Excerto do documento >>
· · · · ·

Para a direita do guarda-redes Emiliano Martínez ele rematou (80’), mal abrandando a abordagem para logo ir buscar a bola e se retomar o jogo que intensificou o drama, o caos emocional e o ai-jesus generalizado com o qual os argentinos já tinham mergulhado. Com o desespero na garganta, iam caindo aos pés dos dribles do endiabrado Coman, imerso numa daquelas missões de quem se levanta ao ser rasteirado, agarrado e pontapeado em falta porque o seu combustível era a urgência. Com ele e Mbappé, a França renasceu não para se sublimar no jogo, longe disso, mas para fazer a sua parte no esculpir de uma das melhores finais da história.
Isto aconteceu na meia hora de bónus à partida porque, no minuto seguinte ao revoltoso grito de Mbappé, um quase mimo na final até então, tabelou com Marcus Thuram para na área, de primeira, dar um remate cortante à bola que empatou tudo e prolongou a trama montada no estádio Lusail. Incrédulos, com Di María em lágrimas no banco, os jogadores argentinos tinham pasmo na cara. Lionel Messi revertia ao seu semblante de outros anos, de olhos vazios e face de quem se alheia da realidade.

· · · · ·

Entradas de contornos de formas >>

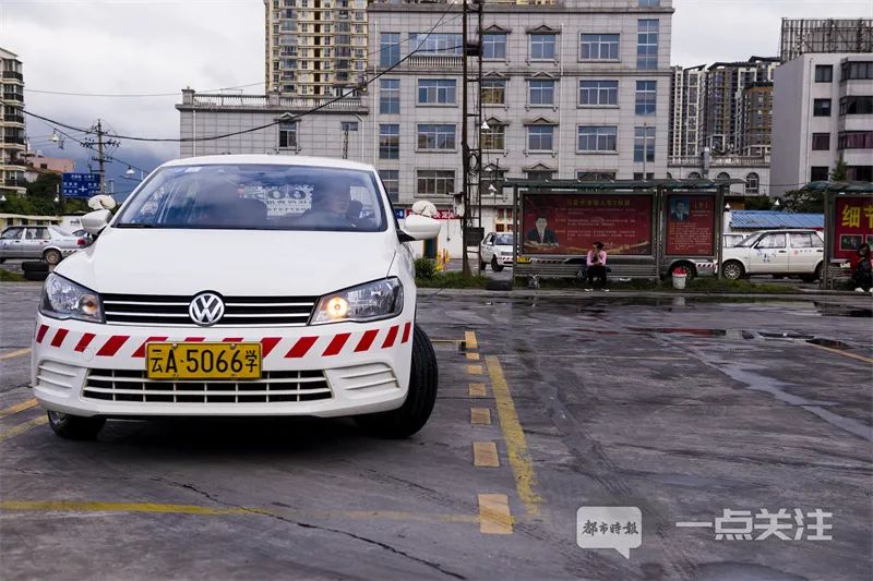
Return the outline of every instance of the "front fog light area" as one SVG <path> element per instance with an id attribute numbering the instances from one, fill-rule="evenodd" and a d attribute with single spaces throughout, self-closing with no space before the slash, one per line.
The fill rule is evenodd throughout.
<path id="1" fill-rule="evenodd" d="M 400 311 L 403 285 L 397 278 L 386 278 L 322 296 L 312 324 L 376 320 Z"/>
<path id="2" fill-rule="evenodd" d="M 43 287 L 39 312 L 53 318 L 103 323 L 99 295 L 53 273 L 46 278 Z"/>

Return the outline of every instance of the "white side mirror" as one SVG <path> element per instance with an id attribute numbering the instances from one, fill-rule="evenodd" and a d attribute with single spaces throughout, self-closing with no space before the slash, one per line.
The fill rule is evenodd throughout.
<path id="1" fill-rule="evenodd" d="M 107 196 L 108 197 L 108 196 Z M 112 219 L 112 213 L 108 209 L 89 211 L 82 216 L 82 228 L 89 234 L 97 235 Z"/>
<path id="2" fill-rule="evenodd" d="M 440 222 L 420 214 L 410 214 L 404 220 L 403 231 L 412 240 L 430 240 L 440 235 Z"/>

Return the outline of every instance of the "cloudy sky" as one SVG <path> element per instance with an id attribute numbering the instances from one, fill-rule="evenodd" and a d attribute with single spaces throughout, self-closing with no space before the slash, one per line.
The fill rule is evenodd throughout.
<path id="1" fill-rule="evenodd" d="M 672 63 L 694 65 L 776 56 L 782 16 L 873 17 L 870 0 L 674 0 Z M 179 90 L 263 82 L 263 0 L 0 0 L 0 47 L 24 62 L 25 105 L 35 113 L 85 128 L 98 117 L 119 134 L 176 137 Z M 248 93 L 263 92 L 263 85 Z M 81 97 L 38 92 L 165 94 Z M 71 157 L 87 153 L 51 128 L 28 120 L 34 148 Z M 73 136 L 76 136 L 74 134 Z M 115 155 L 151 170 L 178 156 L 178 145 L 122 142 Z M 132 182 L 116 164 L 118 190 Z"/>

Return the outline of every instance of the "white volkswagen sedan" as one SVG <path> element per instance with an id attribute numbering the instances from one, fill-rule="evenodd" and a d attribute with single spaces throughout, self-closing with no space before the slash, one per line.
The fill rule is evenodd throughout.
<path id="1" fill-rule="evenodd" d="M 436 362 L 412 255 L 379 174 L 345 160 L 216 156 L 158 168 L 45 282 L 32 380 L 51 428 L 107 419 L 354 415 L 416 433 Z"/>

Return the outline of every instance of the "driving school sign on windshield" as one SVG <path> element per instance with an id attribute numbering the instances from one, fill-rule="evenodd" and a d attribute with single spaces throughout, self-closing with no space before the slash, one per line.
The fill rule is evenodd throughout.
<path id="1" fill-rule="evenodd" d="M 651 254 L 651 196 L 526 196 L 524 249 L 530 254 L 584 254 L 602 242 L 610 254 Z"/>

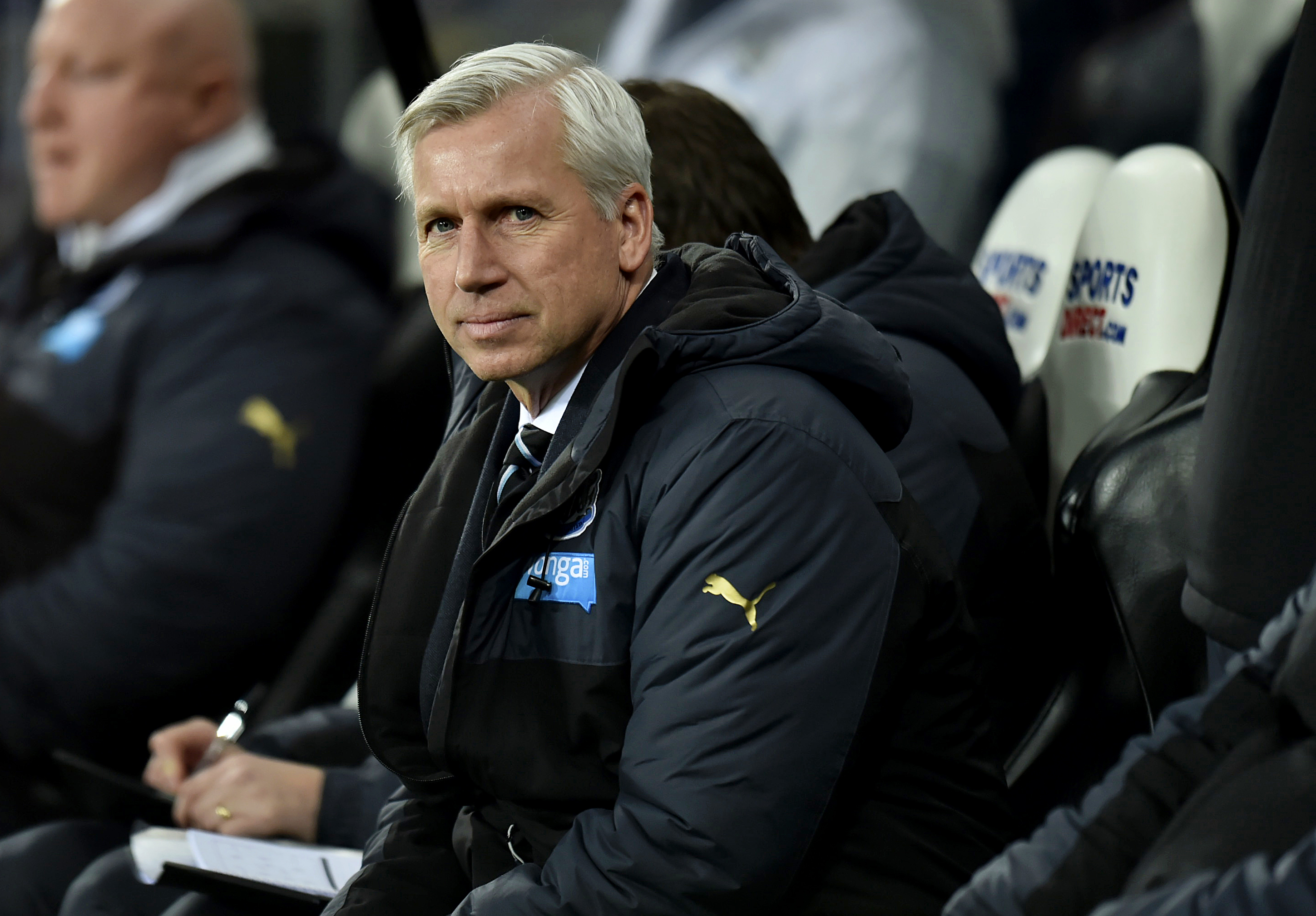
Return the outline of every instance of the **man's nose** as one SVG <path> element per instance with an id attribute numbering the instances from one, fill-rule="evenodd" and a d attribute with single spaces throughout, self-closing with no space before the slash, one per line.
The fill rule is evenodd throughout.
<path id="1" fill-rule="evenodd" d="M 507 279 L 507 270 L 495 246 L 480 226 L 462 226 L 457 240 L 457 288 L 462 292 L 487 292 Z"/>
<path id="2" fill-rule="evenodd" d="M 39 67 L 34 67 L 28 74 L 28 84 L 22 92 L 22 108 L 20 112 L 22 125 L 29 132 L 58 125 L 62 120 L 62 109 L 58 99 L 59 92 L 58 87 L 55 87 L 54 76 Z"/>

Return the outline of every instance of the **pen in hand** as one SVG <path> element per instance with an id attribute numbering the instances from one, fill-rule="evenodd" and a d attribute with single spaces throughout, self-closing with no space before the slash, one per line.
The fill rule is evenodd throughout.
<path id="1" fill-rule="evenodd" d="M 215 729 L 215 737 L 211 740 L 205 753 L 201 754 L 201 759 L 192 767 L 192 773 L 200 773 L 205 767 L 212 766 L 224 755 L 225 750 L 237 744 L 237 740 L 242 737 L 242 732 L 246 730 L 246 717 L 250 711 L 251 701 L 249 699 L 241 699 L 233 704 L 233 709 L 220 721 L 220 726 Z"/>

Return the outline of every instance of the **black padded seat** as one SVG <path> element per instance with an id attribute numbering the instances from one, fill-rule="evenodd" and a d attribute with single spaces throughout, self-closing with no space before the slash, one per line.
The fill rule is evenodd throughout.
<path id="1" fill-rule="evenodd" d="M 1071 658 L 1008 765 L 1033 824 L 1075 800 L 1152 717 L 1204 683 L 1205 637 L 1179 613 L 1205 372 L 1153 372 L 1061 487 L 1057 609 Z"/>

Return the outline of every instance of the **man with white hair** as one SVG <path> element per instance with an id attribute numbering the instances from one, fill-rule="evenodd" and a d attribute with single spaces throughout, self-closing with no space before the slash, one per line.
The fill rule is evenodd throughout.
<path id="1" fill-rule="evenodd" d="M 50 0 L 0 258 L 0 833 L 64 748 L 139 771 L 296 634 L 387 313 L 388 201 L 279 150 L 236 0 Z"/>
<path id="2" fill-rule="evenodd" d="M 937 913 L 1005 840 L 899 357 L 765 242 L 655 254 L 636 103 L 459 62 L 397 128 L 486 380 L 400 520 L 362 725 L 404 782 L 326 912 Z"/>

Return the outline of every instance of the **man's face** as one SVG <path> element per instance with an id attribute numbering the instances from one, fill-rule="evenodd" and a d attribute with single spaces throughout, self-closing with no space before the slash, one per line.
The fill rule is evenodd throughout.
<path id="1" fill-rule="evenodd" d="M 41 16 L 22 105 L 37 220 L 113 222 L 190 145 L 187 97 L 141 4 L 70 0 Z"/>
<path id="2" fill-rule="evenodd" d="M 628 271 L 641 266 L 633 220 L 597 215 L 562 162 L 561 140 L 562 116 L 549 96 L 525 92 L 416 146 L 430 311 L 486 380 L 565 382 L 629 304 Z"/>

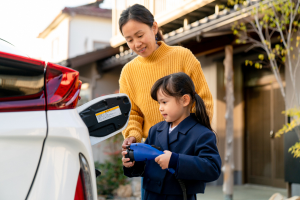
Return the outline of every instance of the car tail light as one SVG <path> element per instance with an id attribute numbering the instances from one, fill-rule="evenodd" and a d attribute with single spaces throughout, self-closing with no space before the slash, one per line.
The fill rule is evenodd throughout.
<path id="1" fill-rule="evenodd" d="M 36 91 L 36 93 L 28 91 L 30 91 L 30 90 L 34 90 L 36 88 L 32 88 L 32 82 L 34 82 L 34 80 L 40 78 L 42 82 L 44 82 L 45 62 L 0 52 L 0 65 L 2 68 L 6 68 L 6 72 L 10 72 L 6 74 L 4 71 L 0 70 L 0 88 L 6 91 L 8 94 L 6 96 L 4 92 L 4 94 L 0 94 L 0 112 L 44 110 L 46 103 L 43 88 L 44 84 L 40 88 L 38 88 L 40 90 Z M 24 70 L 24 69 L 30 71 L 32 70 L 34 72 L 32 74 L 34 75 L 22 76 L 24 75 L 20 72 Z M 18 71 L 19 70 L 20 72 Z M 4 72 L 6 72 L 5 70 Z M 26 78 L 26 80 L 20 80 L 20 77 Z M 26 92 L 24 92 L 23 94 L 20 92 L 14 96 L 14 94 L 10 94 L 10 92 L 18 91 L 16 90 L 18 89 L 18 86 L 16 86 L 18 82 L 23 82 L 23 89 L 27 87 Z M 28 84 L 28 86 L 24 83 Z M 18 89 L 18 91 L 21 90 L 20 88 Z M 2 96 L 1 96 L 1 94 L 2 94 Z"/>
<path id="2" fill-rule="evenodd" d="M 80 168 L 74 200 L 92 200 L 92 184 L 88 164 L 82 154 L 79 154 L 79 160 Z"/>
<path id="3" fill-rule="evenodd" d="M 76 186 L 76 191 L 75 192 L 74 200 L 84 200 L 83 184 L 81 173 L 80 172 L 79 175 L 78 175 L 78 180 L 77 180 L 77 186 Z"/>
<path id="4" fill-rule="evenodd" d="M 46 84 L 48 110 L 76 107 L 82 84 L 78 72 L 48 62 L 46 68 Z"/>

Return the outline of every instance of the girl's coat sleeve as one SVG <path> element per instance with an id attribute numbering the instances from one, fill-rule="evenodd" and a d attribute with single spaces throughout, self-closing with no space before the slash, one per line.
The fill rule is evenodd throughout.
<path id="1" fill-rule="evenodd" d="M 196 142 L 194 156 L 179 154 L 176 178 L 210 182 L 221 172 L 221 158 L 212 132 L 204 132 Z"/>

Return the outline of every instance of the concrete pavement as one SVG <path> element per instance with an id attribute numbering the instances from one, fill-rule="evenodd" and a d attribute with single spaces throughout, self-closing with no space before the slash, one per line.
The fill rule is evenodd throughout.
<path id="1" fill-rule="evenodd" d="M 234 186 L 234 200 L 268 200 L 274 193 L 287 196 L 286 189 L 252 184 Z M 208 186 L 204 194 L 198 194 L 197 200 L 223 200 L 222 186 Z"/>

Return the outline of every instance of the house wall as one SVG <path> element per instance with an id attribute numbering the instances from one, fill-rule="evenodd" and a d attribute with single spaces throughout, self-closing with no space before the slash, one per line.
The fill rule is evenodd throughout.
<path id="1" fill-rule="evenodd" d="M 68 58 L 68 18 L 64 18 L 44 38 L 45 46 L 42 60 L 58 62 Z"/>
<path id="2" fill-rule="evenodd" d="M 68 58 L 94 50 L 94 42 L 110 46 L 112 20 L 76 15 L 70 18 Z"/>
<path id="3" fill-rule="evenodd" d="M 226 103 L 225 86 L 224 84 L 224 66 L 220 60 L 224 54 L 214 56 L 198 57 L 206 82 L 214 99 L 214 117 L 212 126 L 216 130 L 218 138 L 218 148 L 224 163 L 226 122 L 225 114 Z M 244 163 L 244 102 L 242 90 L 242 74 L 240 68 L 240 60 L 234 60 L 234 183 L 240 184 L 243 182 Z M 222 175 L 219 180 L 212 184 L 220 184 L 222 183 Z"/>

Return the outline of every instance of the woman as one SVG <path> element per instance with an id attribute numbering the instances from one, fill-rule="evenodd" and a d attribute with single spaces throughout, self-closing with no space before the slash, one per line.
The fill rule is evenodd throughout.
<path id="1" fill-rule="evenodd" d="M 142 5 L 136 4 L 122 12 L 119 28 L 129 48 L 138 55 L 124 66 L 119 80 L 120 92 L 127 94 L 132 104 L 128 126 L 122 132 L 125 138 L 122 148 L 140 142 L 148 137 L 151 126 L 163 120 L 150 91 L 157 80 L 171 74 L 184 72 L 191 78 L 211 122 L 212 97 L 200 62 L 192 52 L 166 45 L 153 15 Z"/>

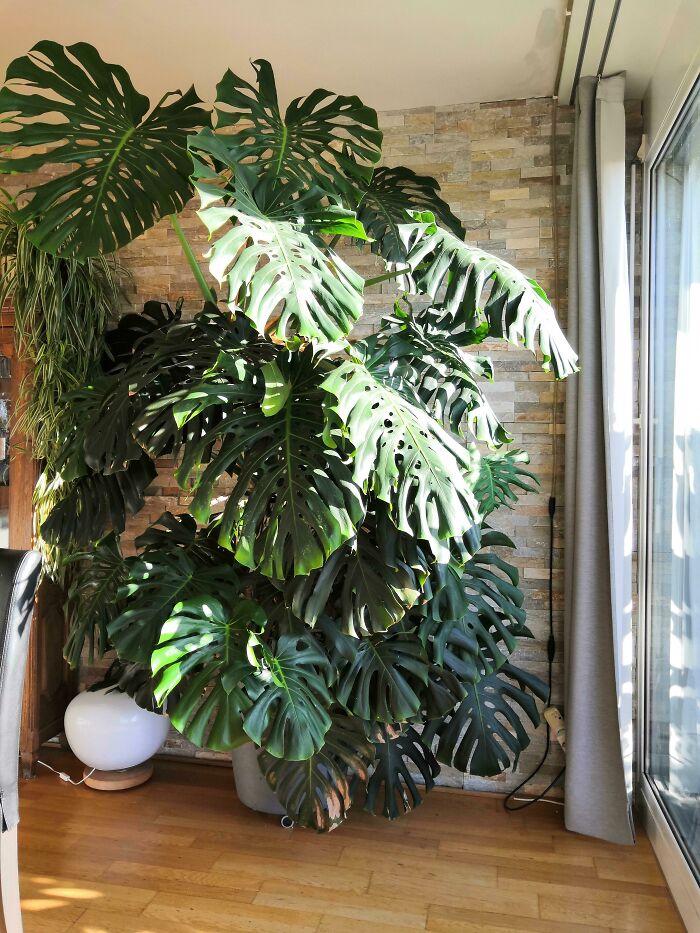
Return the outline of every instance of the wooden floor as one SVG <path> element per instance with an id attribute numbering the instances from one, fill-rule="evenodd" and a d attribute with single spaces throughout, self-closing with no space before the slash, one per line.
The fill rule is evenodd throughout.
<path id="1" fill-rule="evenodd" d="M 572 835 L 546 804 L 434 791 L 316 836 L 246 810 L 226 768 L 159 762 L 118 794 L 42 772 L 21 795 L 27 933 L 683 930 L 645 837 Z"/>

· · · · ·

Tarefa proposta 1 >> Transcreva na íntegra o relato da final entre a França e a Argentina.
Tarefa proposta 2 >> Apresente como CSV de duas colunas, pedido e resposta, as linhas de dados desde a que contém "Return the outline of every instance of the concrete" até à que contém "234 186 L 234", inclusive. Use uma linha por pedido, com cada campo entre aspas e as quebras de linha substituídas por espaços.

Resultado do exercício 1 >>
Para a direita do guarda-redes Emiliano Martínez ele rematou (80’), mal abrandando a abordagem para logo ir buscar a bola e se retomar o jogo que intensificou o drama, o caos emocional e o ai-jesus generalizado com o qual os argentinos já tinham mergulhado. Com o desespero na garganta, iam caindo aos pés dos dribles do endiabrado Coman, imerso numa daquelas missões de quem se levanta ao ser rasteirado, agarrado e pontapeado em falta porque o seu combustível era a urgência. Com ele e Mbappé, a França renasceu não para se sublimar no jogo, longe disso, mas para fazer a sua parte no esculpir de uma das melhores finais da história.
Isto aconteceu na meia hora de bónus à partida porque, no minuto seguinte ao revoltoso grito de Mbappé, um quase mimo na final até então, tabelou com Marcus Thuram para na área, de primeira, dar um remate cortante à bola que empatou tudo e prolongou a trama montada no estádio Lusail. Incrédulos, com Di María em lágrimas no banco, os jogadores argentinos tinham pasmo na cara. Lionel Messi revertia ao seu semblante de outros anos, de olhos vazios e face de quem se alheia da realidade.

Resultado do exercício 2 >>
pedido,resposta
"Return the outline of every instance of the concrete pavement as one SVG <path> element per instance with an id attribute numbering the instances from one, fill-rule=""evenodd"" and a d attribute with single spaces throughout, self-closing with no space before the slash, one per line. The fill rule is evenodd throughout.","<path id=""1"" fill-rule=""evenodd"" d=""M 234 186 L 234 200 L 268 200 L 274 193 L 287 196 L 286 189 L 252 184 Z M 208 186 L 204 194 L 198 194 L 197 200 L 223 200 L 222 186 Z""/>"